Segment Start: Dataset
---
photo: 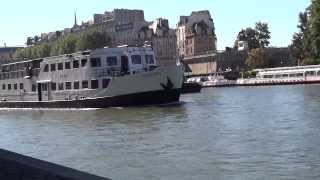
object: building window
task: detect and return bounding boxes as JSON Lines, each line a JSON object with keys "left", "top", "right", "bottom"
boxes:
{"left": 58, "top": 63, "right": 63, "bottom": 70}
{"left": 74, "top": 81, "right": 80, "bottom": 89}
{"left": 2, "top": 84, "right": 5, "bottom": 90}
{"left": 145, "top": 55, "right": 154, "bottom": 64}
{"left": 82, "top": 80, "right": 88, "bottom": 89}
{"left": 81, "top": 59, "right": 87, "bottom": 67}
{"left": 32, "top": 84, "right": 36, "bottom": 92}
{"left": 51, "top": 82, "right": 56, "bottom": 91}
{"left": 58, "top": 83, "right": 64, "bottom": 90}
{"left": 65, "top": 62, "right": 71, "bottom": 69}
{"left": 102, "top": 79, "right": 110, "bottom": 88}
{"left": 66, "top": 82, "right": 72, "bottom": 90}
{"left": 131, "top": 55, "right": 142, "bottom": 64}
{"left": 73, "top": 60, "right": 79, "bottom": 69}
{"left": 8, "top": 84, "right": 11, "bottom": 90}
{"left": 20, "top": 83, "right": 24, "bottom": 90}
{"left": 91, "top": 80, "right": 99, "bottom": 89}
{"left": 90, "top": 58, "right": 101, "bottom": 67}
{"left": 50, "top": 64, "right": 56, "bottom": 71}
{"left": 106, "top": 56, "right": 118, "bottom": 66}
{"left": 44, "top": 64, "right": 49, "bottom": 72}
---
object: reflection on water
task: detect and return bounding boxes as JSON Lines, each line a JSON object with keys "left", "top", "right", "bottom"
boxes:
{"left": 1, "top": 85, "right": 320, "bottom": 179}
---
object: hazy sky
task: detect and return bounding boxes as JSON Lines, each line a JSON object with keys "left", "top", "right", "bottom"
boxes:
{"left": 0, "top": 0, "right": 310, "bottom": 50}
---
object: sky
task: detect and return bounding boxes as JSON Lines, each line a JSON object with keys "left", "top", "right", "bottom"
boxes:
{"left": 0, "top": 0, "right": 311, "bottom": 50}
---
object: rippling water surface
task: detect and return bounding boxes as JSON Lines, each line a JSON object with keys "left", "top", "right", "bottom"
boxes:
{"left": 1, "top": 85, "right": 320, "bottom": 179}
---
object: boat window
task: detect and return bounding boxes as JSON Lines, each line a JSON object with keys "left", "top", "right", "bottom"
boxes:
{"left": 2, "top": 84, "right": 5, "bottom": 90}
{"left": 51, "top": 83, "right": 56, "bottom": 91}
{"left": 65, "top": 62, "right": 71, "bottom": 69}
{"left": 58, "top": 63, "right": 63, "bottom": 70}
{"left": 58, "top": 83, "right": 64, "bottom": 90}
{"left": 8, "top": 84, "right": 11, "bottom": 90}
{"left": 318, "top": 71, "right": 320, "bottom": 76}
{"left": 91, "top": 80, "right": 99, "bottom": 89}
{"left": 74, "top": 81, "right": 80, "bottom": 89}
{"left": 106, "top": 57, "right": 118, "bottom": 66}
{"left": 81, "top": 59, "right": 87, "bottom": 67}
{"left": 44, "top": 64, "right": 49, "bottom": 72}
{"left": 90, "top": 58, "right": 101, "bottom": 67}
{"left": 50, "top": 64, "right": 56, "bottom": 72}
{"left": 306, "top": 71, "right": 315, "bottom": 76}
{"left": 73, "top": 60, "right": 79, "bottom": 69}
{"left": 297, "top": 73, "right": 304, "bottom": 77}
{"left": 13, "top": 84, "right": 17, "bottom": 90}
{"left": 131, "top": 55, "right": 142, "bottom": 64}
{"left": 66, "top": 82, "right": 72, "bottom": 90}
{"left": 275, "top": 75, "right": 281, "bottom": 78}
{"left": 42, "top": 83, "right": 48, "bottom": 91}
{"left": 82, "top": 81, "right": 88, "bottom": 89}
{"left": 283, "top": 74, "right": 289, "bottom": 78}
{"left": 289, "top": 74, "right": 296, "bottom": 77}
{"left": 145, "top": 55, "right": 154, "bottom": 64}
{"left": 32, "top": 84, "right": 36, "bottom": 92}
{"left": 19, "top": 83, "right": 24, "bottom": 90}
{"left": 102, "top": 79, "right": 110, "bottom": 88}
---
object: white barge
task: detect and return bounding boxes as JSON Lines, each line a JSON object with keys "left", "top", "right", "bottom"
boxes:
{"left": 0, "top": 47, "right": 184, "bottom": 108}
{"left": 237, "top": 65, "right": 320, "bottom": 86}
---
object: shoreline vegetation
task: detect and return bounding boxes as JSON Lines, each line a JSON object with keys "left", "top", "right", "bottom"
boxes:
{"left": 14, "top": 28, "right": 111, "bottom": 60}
Segment End: Dataset
Task brief = Your answer must consist only of the lines from the one with "object: white barge" through the final line of the entries, each retyped exactly.

Solution below =
object: white barge
task: detect and return bounding boxes as JSON Lines, each line a JSON object with keys "left", "top", "right", "bottom"
boxes:
{"left": 0, "top": 47, "right": 184, "bottom": 108}
{"left": 237, "top": 65, "right": 320, "bottom": 86}
---
object: shoreline vegetation
task: detect and return bounding boxes as JSON Lines, each line a JSON object with keys "left", "top", "right", "bottom"
boxes:
{"left": 14, "top": 28, "right": 111, "bottom": 60}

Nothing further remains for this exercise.